::: SELECTION :::

I think so, as long as when you deserialize the object it does so 
correctly, regardless of whether or not you start on an even multiple of 
the granularity.

>
>
>>
>>> +void hbitmap_store_data(const HBitmap *hb, uint8_t *buf,
>>> +                        uint64_t start, uint64_t count)
>>> +{
>>> +    uint64_t last = start + count - 1;
>>> +    unsigned long *out = (unsigned long *)buf;
>>> +
>>> +    if (count == 0) {
>>> +        return;
>>> +    }
>>> +
>>> +    start = (start >> hb->granularity) >> BITS_PER_LEVEL;
>>> +    last = (last >> hb->granularity) >> BITS_PER_LEVEL;
>>> +    count = last - start + 1;
>>> +
>>> +#ifdef __BIG_ENDIAN_BITFIELD
>>> +    for (i = start; i <= last; ++i) {
>>> +        unsigned long el = hb->levels[HBITMAP_LEVELS - 1][i];
>>> +        out[i] = (BITS_PER_LONG == 32 ? cpu_to_le32(el) :
>>> cpu_to_le64(el));
>>> +    }
>>> +#else
>>> +    memcpy(out, &hb->levels[HBITMAP_LEVELS - 1][start],
>>> +           count * sizeof(unsigned long));
>>> +#endif
>>> +}
>>> +
>>
>> I suppose the ifdefs are trying to take an optimization by using
>> memcpy if at all possible, without a conversion.
>>
>> Why are the conversions to little endian, though? Shouldn't we be
>> serializing to a Big Endian format?
> As Paolo already explained it is for portability. LE bitmap
> representation is independent of size of bitmap array elements, which
> may be 32bit/64bit, or whatever else with LE format.

Yes, that makes sense. :)

>>
>>> +void hbitmap_restore_data(HBitmap *hb, uint8_t *buf,
>>> +                          uint64_t start, uint64_t count)
>>> +{
>>> +    uint64_t last = start + count - 1;
>>> +    unsigned long *in = (unsigned long *)buf;
>>> +
>>> +    if (count == 0) {
>>> +        return;
>>> +    }
>>> +
>>> +    start = (start >> hb->granularity) >> BITS_PER_LEVEL;
>>> +    last = (last >> hb->granularity) >> BITS_PER_LEVEL;
>>> +    count = last - start + 1;
>>> +
>>> +#ifdef __BIG_ENDIAN_BITFIELD
>>> +    for (i = start; i <= last; ++i) {
>>> +        hb->levels[HBITMAP_LEVELS - 1][i] =
>>> +            (BITS_PER_LONG == 32 ? be32_to_cpu(in[i]) :
>>> be64_to_cpu(in[i]));
>>> +    }
>>> +#else
>>> +    memcpy(&hb->levels[HBITMAP_LEVELS - 1][start], in,
>>> +           count * sizeof(unsigned long));
>>> +#endif
>>> +}
>>> +
>>
>> ...? We're storing as LE but restoring from BE? I'm confused.
> Oh, it's a mistake. Thanks. I've missed it when testing because of
> {#ifdef __BIG_ENDIAN_BITFIELD } branch was never compiled.

Glad I am not crazy :)

:::

### EXERCISE INSTRUCTIONS
Write what comes next in the code review thread on storing and restoring bitmap data, picking up after its final reply.

::: RAW RECORDS :::

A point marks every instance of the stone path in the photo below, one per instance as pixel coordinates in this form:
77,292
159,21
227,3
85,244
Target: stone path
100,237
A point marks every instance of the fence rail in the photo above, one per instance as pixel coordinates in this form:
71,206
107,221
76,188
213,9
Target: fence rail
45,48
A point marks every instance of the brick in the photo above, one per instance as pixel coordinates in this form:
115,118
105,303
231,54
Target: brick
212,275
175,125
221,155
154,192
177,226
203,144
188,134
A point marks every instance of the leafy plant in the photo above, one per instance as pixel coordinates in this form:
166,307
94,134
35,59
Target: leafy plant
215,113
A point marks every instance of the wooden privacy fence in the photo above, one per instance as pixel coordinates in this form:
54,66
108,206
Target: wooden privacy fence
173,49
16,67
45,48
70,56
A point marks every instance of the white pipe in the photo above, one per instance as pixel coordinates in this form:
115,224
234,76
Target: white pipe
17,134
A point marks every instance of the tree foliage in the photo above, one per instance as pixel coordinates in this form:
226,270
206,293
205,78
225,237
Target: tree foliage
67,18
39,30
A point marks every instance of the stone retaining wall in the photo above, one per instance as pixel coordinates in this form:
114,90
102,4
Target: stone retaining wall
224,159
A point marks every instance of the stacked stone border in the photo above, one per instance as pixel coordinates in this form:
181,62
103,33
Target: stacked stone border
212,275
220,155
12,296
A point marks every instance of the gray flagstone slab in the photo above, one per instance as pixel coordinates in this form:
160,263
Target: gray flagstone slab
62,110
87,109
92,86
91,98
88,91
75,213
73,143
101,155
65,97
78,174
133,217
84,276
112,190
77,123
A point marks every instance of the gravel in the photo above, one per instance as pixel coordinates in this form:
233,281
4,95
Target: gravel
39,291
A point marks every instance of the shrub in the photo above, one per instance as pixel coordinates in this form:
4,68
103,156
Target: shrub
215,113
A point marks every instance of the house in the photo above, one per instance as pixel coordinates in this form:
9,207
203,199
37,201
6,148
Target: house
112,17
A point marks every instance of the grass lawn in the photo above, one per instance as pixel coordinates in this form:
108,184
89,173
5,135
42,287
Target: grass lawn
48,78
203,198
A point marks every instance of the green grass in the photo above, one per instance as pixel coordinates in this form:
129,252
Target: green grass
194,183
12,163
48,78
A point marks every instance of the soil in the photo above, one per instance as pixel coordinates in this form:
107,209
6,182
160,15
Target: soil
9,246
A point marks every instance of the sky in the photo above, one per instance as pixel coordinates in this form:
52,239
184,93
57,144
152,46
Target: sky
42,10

:::

### EXERCISE ANSWER
>>
>> I'm also not clear on the __BIG_ENDIAN_BITFIELD macro. Why do we want
>> to pack differently based on how C-bitfields are packed by the
>> compiler? I don't think that has any impact on how longs are stored
>> (always in the host native format.)
>>
>> I would rather see the serialize/deserialize always convert to and
>> from BE explicitly with cpu_to_be[32|64] and be[32|64]_to_cpu. I think
>> trying to optimize the pack/unpack in the no-op condition with a #
>> define and a memcpy is inviting portability problems.
> Ok. I'll leave only branch with for(...) in v2.

You can correct me if I am mistaken, but I seem to recall determining 
endianness in a platform, compiler and libc independent way is very 
difficult during the pre-processor stage.

If there _IS_ some way to do this, the optimization is fine, but I do 
not think it will work as written.

The un-optimized version is the safest.

>>
>>> +void hbitmap_restore_finish(HBitmap *bitmap)
>>> +{
>>> +    int64_t i, size;
>>> +    int lev, j;
>>> +
>>> +    /* restore levels starting from penultimate to zero level, assuming
>>> +     * that the last one is ok */
>>> +    size = MAX((bitmap->size + BITS_PER_LONG - 1) >> BITS_PER_LEVEL,
>>> 1);
>>> +    for (lev = HBITMAP_LEVELS - 1; lev-- > 0; ) {
>>> +        size = MAX((size + BITS_PER_LONG - 1) >> BITS_PER_LEVEL, 1);
>>> +        for (i = 0; i < size; ++i) {
>>> +            bitmap->levels[lev][i] = 0;
>>> +            for (j = 0; j < BITS_PER_LONG; ++j) {
>>> +                if (bitmap->levels[lev+1][(i << BITS_PER_LEVEL) + j]) {
>>> +                    bitmap->levels[lev][i] |=  (1 << j);
>>> +                }
>>> +            }
>>
>> Just a musing: Should we cache the size of each level? I know we can
>> keep recalculating it, but... why bother? We recalculate it in so many
>> places now.
> Interesting point.
>
> However, there is another real bug: there are may be no longs on the
> next level for last bits of the current one. The new version of this
> function will be in v2.

Great :)

>>
>>> +        }
>>> +    }
>>> +}
>>> +
>>>   void hbitmap_free(HBitmap *hb)
>>>   {
>>>       unsigned i;
>>>
>

Thank you!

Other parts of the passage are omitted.